-- START Material for the task --
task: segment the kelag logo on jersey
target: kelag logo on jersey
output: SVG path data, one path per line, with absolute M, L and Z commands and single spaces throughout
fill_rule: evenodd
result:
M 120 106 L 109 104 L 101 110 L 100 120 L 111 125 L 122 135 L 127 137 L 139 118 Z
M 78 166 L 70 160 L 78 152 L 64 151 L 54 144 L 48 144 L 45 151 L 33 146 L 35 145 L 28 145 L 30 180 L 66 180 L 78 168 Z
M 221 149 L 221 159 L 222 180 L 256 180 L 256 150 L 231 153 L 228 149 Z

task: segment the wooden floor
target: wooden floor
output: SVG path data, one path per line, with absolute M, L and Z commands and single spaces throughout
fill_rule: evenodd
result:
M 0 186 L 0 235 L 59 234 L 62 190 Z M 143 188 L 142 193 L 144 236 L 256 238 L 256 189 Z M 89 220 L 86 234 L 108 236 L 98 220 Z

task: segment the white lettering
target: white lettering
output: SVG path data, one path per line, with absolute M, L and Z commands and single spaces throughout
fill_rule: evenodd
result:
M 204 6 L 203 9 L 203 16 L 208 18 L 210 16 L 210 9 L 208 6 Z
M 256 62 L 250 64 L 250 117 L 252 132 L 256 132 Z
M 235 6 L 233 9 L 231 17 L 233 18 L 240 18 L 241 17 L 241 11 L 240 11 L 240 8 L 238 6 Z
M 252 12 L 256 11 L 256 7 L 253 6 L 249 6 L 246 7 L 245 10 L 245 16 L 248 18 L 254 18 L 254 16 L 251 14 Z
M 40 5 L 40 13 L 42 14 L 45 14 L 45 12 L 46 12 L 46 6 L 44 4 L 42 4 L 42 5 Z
-- END Material for the task --
* [Task description]
Copy the items from the first line up to and including the line with "M 0 186 L 0", keeping every line, and move each outline coordinate in the answers by adding 32 to it.

* [Written solution]
task: segment the kelag logo on jersey
target: kelag logo on jersey
output: SVG path data, one path per line, with absolute M, L and Z commands and single spaces throughout
fill_rule: evenodd
result:
M 152 138 L 141 136 L 133 142 L 132 152 L 143 157 L 154 167 L 159 169 L 171 150 Z
M 110 198 L 102 192 L 110 184 L 96 183 L 86 176 L 80 176 L 77 183 L 65 178 L 67 177 L 60 177 L 62 212 L 98 212 L 110 200 Z
M 253 181 L 253 191 L 254 212 L 288 212 L 288 182 L 263 185 L 260 181 Z

task: segment the wooden floor
target: wooden floor
output: SVG path data, one path per line, with absolute M, L and Z commands and single spaces throughout
fill_rule: evenodd
result:
M 32 218 L 32 267 L 91 266 L 94 222 Z M 175 220 L 174 225 L 176 268 L 288 270 L 288 221 Z M 121 252 L 118 266 L 140 268 L 130 252 Z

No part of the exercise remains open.